>> Start Supplied entries

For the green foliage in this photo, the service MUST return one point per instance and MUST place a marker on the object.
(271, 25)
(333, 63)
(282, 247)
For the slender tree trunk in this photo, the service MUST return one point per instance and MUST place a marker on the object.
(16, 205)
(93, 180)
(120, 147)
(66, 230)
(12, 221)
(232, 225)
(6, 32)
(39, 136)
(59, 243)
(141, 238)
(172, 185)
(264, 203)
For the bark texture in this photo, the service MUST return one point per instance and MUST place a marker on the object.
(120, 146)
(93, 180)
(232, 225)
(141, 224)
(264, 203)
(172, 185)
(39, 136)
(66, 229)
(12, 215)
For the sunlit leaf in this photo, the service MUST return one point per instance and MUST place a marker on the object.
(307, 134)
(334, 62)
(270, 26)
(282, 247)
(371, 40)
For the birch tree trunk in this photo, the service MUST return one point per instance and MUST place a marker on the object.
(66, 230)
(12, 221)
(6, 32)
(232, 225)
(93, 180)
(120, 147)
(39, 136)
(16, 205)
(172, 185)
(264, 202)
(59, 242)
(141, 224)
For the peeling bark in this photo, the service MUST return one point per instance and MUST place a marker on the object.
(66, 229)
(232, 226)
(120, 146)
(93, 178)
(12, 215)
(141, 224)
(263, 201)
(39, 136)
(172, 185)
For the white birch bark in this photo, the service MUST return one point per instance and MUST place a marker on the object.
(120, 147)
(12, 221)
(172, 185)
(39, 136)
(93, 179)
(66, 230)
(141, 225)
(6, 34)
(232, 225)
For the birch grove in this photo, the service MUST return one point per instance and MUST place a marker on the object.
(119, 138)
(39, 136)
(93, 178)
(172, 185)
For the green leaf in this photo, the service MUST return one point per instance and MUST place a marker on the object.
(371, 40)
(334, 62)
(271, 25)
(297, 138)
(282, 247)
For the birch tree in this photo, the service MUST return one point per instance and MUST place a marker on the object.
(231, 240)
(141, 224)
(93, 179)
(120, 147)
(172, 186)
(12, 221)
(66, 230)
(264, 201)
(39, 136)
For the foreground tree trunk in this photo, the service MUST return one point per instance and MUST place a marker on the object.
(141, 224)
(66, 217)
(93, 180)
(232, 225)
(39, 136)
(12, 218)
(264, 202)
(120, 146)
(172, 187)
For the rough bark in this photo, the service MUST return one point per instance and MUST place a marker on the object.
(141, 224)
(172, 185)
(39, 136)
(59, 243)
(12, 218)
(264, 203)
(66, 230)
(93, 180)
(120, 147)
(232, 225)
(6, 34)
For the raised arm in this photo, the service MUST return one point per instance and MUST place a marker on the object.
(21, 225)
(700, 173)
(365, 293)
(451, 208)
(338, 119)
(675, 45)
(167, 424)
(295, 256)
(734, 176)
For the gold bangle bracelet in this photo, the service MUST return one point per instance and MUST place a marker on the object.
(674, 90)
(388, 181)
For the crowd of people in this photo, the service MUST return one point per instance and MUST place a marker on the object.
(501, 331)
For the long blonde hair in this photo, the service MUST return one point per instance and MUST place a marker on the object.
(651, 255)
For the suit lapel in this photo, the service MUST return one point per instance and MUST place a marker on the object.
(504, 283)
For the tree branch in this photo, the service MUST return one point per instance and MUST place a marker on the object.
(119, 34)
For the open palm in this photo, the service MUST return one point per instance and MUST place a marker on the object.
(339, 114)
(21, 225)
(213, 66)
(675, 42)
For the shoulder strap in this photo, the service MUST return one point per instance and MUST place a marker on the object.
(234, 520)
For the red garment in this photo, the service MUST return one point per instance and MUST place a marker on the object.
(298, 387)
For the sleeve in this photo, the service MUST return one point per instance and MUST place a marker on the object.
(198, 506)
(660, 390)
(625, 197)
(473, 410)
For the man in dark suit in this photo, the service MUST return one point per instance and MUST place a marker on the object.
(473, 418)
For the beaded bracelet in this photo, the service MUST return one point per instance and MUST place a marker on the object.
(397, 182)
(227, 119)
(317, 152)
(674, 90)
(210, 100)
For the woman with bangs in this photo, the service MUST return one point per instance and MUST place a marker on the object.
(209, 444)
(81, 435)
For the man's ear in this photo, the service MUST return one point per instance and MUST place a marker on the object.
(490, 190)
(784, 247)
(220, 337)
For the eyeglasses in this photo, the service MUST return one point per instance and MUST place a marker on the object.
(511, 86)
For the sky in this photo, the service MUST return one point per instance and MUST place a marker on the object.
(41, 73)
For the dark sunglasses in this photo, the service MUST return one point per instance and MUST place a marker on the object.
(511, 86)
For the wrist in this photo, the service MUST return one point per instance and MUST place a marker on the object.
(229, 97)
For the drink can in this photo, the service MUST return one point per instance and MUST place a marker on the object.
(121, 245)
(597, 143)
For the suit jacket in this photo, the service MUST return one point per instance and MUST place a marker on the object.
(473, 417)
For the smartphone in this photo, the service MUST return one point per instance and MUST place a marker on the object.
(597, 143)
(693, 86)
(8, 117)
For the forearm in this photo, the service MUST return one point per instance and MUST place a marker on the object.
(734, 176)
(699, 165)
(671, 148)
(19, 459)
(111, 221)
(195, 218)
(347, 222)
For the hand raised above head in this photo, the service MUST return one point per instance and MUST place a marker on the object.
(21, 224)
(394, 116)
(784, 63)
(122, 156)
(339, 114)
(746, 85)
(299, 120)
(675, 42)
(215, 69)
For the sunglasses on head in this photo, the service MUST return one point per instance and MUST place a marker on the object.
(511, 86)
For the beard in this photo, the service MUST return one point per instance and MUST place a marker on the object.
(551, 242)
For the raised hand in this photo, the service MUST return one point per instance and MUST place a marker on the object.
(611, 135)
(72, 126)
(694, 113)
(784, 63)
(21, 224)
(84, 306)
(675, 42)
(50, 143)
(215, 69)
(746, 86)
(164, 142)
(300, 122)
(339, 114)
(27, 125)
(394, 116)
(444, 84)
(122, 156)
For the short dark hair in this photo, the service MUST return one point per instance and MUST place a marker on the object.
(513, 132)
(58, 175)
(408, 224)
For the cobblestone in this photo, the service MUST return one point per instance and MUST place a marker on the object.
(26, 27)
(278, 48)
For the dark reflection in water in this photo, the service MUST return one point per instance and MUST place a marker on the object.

>> End Supplied entries

Retype the entire listing above, keeping every line word for word.

For the green foliage in this photo, the service MUST return one point per instance and MUST place a marker on the object.
(271, 25)
(333, 63)
(282, 247)
For the slender tree trunk in this photo, the service MUST return one point per instance and MUST place a marker on the object.
(16, 205)
(93, 180)
(120, 147)
(66, 230)
(12, 221)
(232, 225)
(6, 32)
(39, 136)
(59, 243)
(141, 238)
(172, 185)
(264, 203)
For the bark texture in this photo, the service MUST return one point per instance and MUST place a marker on the object.
(120, 146)
(93, 180)
(232, 225)
(141, 224)
(264, 203)
(172, 185)
(39, 136)
(66, 229)
(12, 215)
For the sunlit leaf in this photo, the service MUST return one point per instance and MUST place a marker on the object.
(307, 134)
(334, 62)
(270, 26)
(282, 247)
(371, 40)
For the birch tree trunk in this photo, the service MUST return one point per instance and MUST place a marker on the object.
(66, 230)
(12, 221)
(6, 32)
(232, 225)
(93, 180)
(120, 147)
(39, 136)
(16, 205)
(172, 185)
(264, 202)
(59, 242)
(141, 224)
For the peeling bark in this photo, the service MUST return one point per instance and MUST place a marker on the object.
(66, 229)
(232, 226)
(120, 146)
(93, 178)
(12, 215)
(141, 224)
(263, 201)
(39, 136)
(172, 185)
For the white birch bark in this photo, the service MUST return one point per instance and MUST place a marker on the object.
(120, 147)
(12, 221)
(172, 185)
(39, 136)
(93, 179)
(66, 230)
(141, 225)
(6, 34)
(232, 225)
For the birch grove in this photo, the service MUST return one point per instance and MUST place a marker on the object.
(119, 138)
(39, 136)
(93, 178)
(172, 185)
For the green leaf in this photo, the service MUST return one point per instance and MUST place a marker on the object.
(371, 40)
(334, 62)
(271, 25)
(297, 138)
(282, 247)
For the birch tree in this photo, the service MUST return one point per instance and MUST place a marker on the object.
(231, 240)
(141, 224)
(93, 179)
(120, 147)
(172, 186)
(12, 221)
(66, 230)
(264, 201)
(39, 136)
For the foreground tree trunk in this photo, the service MUST return one point per instance and MUST place a marker on the object.
(141, 224)
(66, 217)
(93, 180)
(232, 225)
(39, 136)
(12, 218)
(264, 202)
(120, 146)
(172, 187)
For the rough bark in this photo, the service MUST return one point per instance and MUST place a marker on the object.
(141, 224)
(172, 185)
(39, 136)
(59, 243)
(12, 218)
(264, 203)
(66, 230)
(93, 180)
(120, 147)
(232, 225)
(6, 34)
For the raised arm in this photo, the service MUST return one point per instance and MUST place a marker on the object.
(21, 225)
(700, 173)
(365, 293)
(451, 208)
(338, 119)
(675, 45)
(167, 424)
(295, 256)
(734, 176)
For the gold bangle bracelet in this photo, the service MUST return one point per instance and MUST place a marker on the object.
(674, 90)
(388, 181)
For the crowd of people in this photo, the service MUST return one point per instance and MUST place a marker on the object.
(501, 331)
For the long blonde hair in this photo, the service MUST return one point per instance and MUST place a marker on the object.
(651, 255)
For the suit lapel in this photo, the service MUST return one point per instance and MUST place a marker on the object.
(504, 283)
For the tree branch in this photo, the service MUST return one point per instance and MUST place a marker on the object.
(119, 34)
For the open palm in this photo, the service MUST return one point per instance and MUST place a marker on the object.
(339, 114)
(21, 225)
(213, 66)
(675, 42)
For the shoulder strap in this photo, the service MUST return one point per instance and MUST place a marker on the object.
(234, 520)
For the red garment in this photo, the service MUST return one point per instance and MUST place a marker on the object.
(298, 387)
For the sleeve in this photo, the service MUST return one point per instance and MUST place a marker on the object.
(198, 506)
(660, 390)
(625, 197)
(473, 410)
For the man in dark suit in this photo, the service MUST return one point per instance and MUST place a marker on the object.
(473, 418)
For the beaded bracelet in this photo, the service MUST return one point per instance and MUST place a marker on the object.
(397, 182)
(227, 119)
(317, 152)
(674, 90)
(210, 100)
For the woman with bangs in this photo, the service MUST return one point per instance and MUST place a marker on the object.
(209, 444)
(81, 435)
For the man's ear in this photo, the service MUST return one point per instance and MUST place a marker on the object.
(490, 190)
(784, 247)
(220, 337)
For the eyeglasses in this photo, the service MUST return one point per instance and MUST place a marker on the object.
(511, 86)
For the sky in this photo, the service MUST return one point per instance and MUST place a marker on the object.
(41, 73)
For the dark sunglasses in this photo, the service MUST return one point per instance and MUST place a marker on the object.
(511, 86)
For the wrist in this photo, the service MUST return one point per instance and MUST place a marker on the object.
(229, 97)
For the drink can in this photo, the service MUST return one point per instance and MUST place a marker on the object.
(121, 245)
(597, 143)
For the suit jacket in this photo, the service MUST return one point per instance and MUST place a marker on the object.
(473, 417)
For the smartphone in this photo, the service MUST return one point per instance and MUST place a marker on the object.
(597, 143)
(693, 86)
(8, 117)
For the forearm in this photo, the service MUST return one point per instance and MUST place a marker on the object.
(734, 176)
(699, 165)
(671, 148)
(19, 459)
(111, 221)
(195, 218)
(347, 222)
For the hand raised above head in this photo, the service MUST return one point per instance and MUST place a marker on the object.
(21, 224)
(394, 116)
(784, 63)
(122, 156)
(339, 114)
(746, 85)
(299, 120)
(675, 42)
(215, 69)
For the sunglasses on head in this photo, the service MUST return one point per instance and MUST place a marker on the object.
(511, 86)
For the beard in this photo, the service MUST return one point per instance and MUST place a marker on the object.
(551, 242)
For the raised hand in this photo, the service MUST return one point per instance and MUST place a marker on the object.
(611, 135)
(72, 126)
(694, 113)
(784, 63)
(21, 224)
(84, 306)
(675, 42)
(50, 143)
(215, 69)
(746, 86)
(164, 142)
(300, 122)
(339, 114)
(27, 125)
(394, 116)
(444, 84)
(122, 156)
For the short dark hair in this photo, the service MUST return one point per instance and MUST place a marker on the object.
(513, 132)
(58, 175)
(408, 224)
For the cobblestone in this photo, the service MUST return one point per instance and MUST place a marker on the object.
(26, 27)
(278, 48)
For the dark reflection in water in this photo, the service MUST return one point per instance and MUST place a marker on the object.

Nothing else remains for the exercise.